The Florida State baseball team swept The Citadel over the weekend at Mike Martin Field at Dick Howser Stadium, winning all three games of the series to improve to 8-2 on the season. Saturday’s doubleheader produced a 6-2 win and a 2-1 ten-inning walk-off, and Sunday’s series finale was a 2-0 shutout that was every bit as clean on the mound as it was frustrating at the plate. The Noles are winning. The pitching is starting to take shape. But the offense? Well, that conversation is getting louder. It’s still early in the season, but better competition is looming and the Noles need to work out the inconsistency sooner than later.
Game One: Mendes Deals, Offense Erupts in the Sixth
The opener was a pitcher’s duel through four innings before things got a little sloppy, and then a whole lot better for FSU.
Wes Mendes was sharp from the jump, finishing with six innings of work, allowing just two runs (one earned) on three hits with four strikeouts. He’s now 3-0 on the season and has looked every bit the part of a Friday night arm. John Abraham came on in relief and was absolutely dominant with three perfect innings, three strikeouts, and a save to close it out. Combined, the FSU pitching staff allowed just one earned run on three hits. Mendes and Abraham have become a nice one-two punch. That’s the good news.
The bad news is that even against a Citadel starter who walked three, hit two batters, and threw two wild pitches, the Noles went 3-for-12 with runners in scoring position. The Citadel struck first in the fifth on a pair of FSU errors and scored two unearned runs to take a 2-0 lead. FSU answered in the bottom half when Gabe Fraser worked a hit-by-pitch, stole third, and scored on an Eli Putnam groundout.
Then the sixth inning broke it open. Brayden Dowd led off with a walk, Sheffield reached on an error, Bailey drew a walk to load the bases, and Kelvyn Paulino Jr. plated one with a sacrifice fly. Fraser then singled through the right side for two more, and Putnam added another with an RBI single. Four runs, just like that. John Stuetzer added an insurance RBI single in the eighth to make it a 6-2 final. Fraser was the offensive spark, going 1-for-3 with 2 RBIs, a stolen base, and scoring twice. Putnam went 2-for-4 with 2 RBIs. Dowd reached base four times.

Game Two: A Pitching Gem, a Walk-off, and Offensive Frustration
If game one was encouraging on the mound, game two was downright impressive, a little frustrating at the plate.
Trey Beard made his first start of the season in game two of the doubleheader and did not disappoint. The righty went five innings, allowing just one unearned run on two hits while striking out six. For a first start, that’s about as clean as you could ask for. The level of competition vs The Citadel was not close to his first outing against Auburn, but Beard looks much sharper now that he’s had time to get healthy. Cade O’Leary followed with two scoreless frames, and Kevin Mebil slammed the door with three perfect innings and four strikeouts to earn the win. The FSU pitching staff allowed just one earned run across ten innings of baseball.

Things to do:
**a.** According to the baseball recap, how many innings did Trey Beard pitch in his first start of the season?
**b.** Render the records as a numbered list, starting with the line that contains "Sports vision module: track the eyebrow" and going on through the line that contains "[98,111,111,118]". Leave out any blank lines.

Excerpted records:
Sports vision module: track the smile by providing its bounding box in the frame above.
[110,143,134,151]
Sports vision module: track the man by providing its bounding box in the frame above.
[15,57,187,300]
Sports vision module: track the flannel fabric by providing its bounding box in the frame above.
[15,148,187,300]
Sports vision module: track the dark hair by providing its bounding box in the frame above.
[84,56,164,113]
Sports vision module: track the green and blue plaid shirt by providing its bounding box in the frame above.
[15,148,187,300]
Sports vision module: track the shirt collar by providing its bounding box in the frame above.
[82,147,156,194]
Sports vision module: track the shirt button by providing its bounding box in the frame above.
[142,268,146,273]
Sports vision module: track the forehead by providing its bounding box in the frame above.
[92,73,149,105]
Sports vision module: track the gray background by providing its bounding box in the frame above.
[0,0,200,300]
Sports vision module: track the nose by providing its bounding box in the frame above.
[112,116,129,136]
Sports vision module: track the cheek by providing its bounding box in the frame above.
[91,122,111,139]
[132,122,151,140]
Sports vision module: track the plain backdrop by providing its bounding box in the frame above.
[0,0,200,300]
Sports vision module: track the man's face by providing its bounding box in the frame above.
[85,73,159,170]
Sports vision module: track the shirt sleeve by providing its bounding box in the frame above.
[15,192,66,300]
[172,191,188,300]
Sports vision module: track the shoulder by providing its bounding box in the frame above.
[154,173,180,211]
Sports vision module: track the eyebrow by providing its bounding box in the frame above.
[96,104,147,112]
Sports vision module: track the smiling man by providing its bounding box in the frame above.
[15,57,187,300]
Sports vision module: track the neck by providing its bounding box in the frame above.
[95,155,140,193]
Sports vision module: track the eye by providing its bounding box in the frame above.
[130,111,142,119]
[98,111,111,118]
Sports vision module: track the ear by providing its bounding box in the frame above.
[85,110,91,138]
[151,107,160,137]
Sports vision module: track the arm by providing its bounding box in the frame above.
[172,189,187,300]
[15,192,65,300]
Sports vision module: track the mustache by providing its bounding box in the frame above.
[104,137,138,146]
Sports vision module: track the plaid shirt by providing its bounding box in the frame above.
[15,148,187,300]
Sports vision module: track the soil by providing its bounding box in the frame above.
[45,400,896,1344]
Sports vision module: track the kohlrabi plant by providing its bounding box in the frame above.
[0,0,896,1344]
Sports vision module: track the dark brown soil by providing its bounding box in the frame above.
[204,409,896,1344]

Correct answers:
**a.** Five innings

**b.**
1. Sports vision module: track the eyebrow by providing its bounding box in the frame above.
2. [96,104,147,112]
3. Sports vision module: track the smiling man by providing its bounding box in the frame above.
4. [15,57,187,300]
5. Sports vision module: track the neck by providing its bounding box in the frame above.
6. [95,155,140,193]
7. Sports vision module: track the eye by providing its bounding box in the frame above.
8. [130,111,142,119]
9. [98,111,111,118]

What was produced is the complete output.